[WHAT THIS TASK INVOLVES]
Tally the lines below that contain the word "background", and reply with only that number.

[RECORDS SUPPLIED]
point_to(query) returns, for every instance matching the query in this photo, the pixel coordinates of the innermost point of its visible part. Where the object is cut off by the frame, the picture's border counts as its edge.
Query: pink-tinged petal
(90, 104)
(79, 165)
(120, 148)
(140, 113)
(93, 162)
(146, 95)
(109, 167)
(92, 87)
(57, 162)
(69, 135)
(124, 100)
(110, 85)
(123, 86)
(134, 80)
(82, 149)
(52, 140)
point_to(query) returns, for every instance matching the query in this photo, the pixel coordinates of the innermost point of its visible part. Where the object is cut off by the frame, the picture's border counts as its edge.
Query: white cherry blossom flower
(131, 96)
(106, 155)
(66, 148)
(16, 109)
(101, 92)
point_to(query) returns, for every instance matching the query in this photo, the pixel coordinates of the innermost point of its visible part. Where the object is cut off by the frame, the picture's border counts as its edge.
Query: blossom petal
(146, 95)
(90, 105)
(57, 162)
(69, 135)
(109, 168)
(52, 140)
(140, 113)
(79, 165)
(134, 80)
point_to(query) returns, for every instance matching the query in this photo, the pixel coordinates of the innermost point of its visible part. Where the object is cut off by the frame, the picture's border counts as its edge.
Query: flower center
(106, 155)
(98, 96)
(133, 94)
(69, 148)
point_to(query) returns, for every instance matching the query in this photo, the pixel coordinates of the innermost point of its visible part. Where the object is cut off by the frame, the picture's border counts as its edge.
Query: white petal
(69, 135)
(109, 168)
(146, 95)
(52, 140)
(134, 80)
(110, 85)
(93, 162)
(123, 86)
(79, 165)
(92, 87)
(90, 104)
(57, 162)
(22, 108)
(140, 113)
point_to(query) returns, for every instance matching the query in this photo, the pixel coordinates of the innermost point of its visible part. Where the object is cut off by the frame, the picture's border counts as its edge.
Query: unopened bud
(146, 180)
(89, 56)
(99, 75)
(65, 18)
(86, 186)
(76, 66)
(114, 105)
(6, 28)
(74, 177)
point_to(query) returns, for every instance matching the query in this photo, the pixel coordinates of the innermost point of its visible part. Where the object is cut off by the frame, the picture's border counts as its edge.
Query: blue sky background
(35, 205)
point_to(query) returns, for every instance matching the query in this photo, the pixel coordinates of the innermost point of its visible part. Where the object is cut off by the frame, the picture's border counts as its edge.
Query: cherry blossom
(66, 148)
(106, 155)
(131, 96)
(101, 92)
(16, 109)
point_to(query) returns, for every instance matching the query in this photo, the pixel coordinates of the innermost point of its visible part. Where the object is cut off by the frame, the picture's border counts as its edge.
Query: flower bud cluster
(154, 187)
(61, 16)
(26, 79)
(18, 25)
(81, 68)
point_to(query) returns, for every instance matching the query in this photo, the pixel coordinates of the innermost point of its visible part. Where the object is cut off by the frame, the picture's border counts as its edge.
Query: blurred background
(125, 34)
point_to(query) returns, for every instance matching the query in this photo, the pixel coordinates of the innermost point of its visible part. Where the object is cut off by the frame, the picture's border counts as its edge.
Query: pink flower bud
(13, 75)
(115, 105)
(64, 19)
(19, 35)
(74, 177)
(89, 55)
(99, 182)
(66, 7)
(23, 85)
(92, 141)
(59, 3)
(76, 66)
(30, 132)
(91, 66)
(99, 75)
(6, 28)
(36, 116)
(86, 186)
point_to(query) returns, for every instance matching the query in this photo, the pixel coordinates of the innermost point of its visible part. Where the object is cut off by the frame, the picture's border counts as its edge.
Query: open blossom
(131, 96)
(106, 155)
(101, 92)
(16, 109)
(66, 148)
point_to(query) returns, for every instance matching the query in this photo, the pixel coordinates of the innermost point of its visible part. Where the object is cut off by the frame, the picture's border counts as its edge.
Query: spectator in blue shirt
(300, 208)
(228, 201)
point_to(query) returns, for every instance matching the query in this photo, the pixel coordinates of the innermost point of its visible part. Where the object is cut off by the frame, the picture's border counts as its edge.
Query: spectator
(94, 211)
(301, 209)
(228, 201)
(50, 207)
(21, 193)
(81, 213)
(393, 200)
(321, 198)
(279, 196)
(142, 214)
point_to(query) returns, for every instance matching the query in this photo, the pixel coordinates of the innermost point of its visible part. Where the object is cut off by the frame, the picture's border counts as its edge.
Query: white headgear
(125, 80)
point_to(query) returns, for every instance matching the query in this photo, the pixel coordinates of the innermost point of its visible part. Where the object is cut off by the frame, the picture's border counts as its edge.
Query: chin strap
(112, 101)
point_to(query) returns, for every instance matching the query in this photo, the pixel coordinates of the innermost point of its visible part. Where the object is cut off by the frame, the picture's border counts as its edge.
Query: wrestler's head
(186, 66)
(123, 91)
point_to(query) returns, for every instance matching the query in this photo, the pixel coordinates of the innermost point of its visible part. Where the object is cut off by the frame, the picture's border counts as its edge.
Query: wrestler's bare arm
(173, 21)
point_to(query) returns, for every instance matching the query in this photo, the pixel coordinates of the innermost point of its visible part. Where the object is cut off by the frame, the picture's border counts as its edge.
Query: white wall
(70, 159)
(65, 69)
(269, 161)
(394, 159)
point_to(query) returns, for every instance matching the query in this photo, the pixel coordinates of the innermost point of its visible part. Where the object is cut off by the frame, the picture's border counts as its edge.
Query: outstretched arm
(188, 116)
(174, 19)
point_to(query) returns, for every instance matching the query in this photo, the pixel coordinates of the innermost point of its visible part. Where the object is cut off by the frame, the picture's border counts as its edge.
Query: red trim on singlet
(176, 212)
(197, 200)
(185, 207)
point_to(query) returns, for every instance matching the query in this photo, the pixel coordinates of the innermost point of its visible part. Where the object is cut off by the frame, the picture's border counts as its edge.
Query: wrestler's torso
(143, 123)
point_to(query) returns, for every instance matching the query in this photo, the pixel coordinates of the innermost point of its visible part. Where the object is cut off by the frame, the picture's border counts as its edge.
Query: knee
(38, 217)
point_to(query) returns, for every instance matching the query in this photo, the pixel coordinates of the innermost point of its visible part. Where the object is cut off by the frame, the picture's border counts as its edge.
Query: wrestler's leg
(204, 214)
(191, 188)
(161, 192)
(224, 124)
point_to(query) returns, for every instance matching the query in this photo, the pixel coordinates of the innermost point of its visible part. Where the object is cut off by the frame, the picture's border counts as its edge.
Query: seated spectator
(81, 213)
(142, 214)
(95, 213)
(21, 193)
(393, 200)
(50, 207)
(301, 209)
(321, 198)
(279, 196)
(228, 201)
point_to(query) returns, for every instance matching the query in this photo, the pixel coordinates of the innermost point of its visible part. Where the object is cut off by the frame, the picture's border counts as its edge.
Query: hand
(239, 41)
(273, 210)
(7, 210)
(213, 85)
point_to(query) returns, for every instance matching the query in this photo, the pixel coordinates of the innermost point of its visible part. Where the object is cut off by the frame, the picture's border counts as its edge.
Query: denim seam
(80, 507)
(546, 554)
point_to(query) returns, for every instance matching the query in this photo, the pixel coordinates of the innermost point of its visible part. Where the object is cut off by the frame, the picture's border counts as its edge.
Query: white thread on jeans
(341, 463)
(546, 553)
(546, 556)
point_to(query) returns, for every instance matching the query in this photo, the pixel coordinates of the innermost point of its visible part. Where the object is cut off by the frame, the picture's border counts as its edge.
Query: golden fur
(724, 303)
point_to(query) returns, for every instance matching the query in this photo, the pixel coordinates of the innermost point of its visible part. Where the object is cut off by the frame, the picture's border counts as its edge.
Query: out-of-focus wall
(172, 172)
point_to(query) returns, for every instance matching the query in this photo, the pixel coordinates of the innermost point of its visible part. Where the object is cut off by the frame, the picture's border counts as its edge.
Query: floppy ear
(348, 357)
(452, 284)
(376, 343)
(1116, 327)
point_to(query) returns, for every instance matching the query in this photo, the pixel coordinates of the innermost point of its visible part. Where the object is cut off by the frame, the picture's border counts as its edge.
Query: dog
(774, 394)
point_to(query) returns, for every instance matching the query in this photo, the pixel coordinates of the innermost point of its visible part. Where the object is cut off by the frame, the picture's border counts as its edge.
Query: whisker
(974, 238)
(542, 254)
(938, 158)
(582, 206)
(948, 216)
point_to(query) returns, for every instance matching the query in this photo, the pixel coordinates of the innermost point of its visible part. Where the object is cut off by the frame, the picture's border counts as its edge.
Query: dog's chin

[EXPECTED ANSWER]
2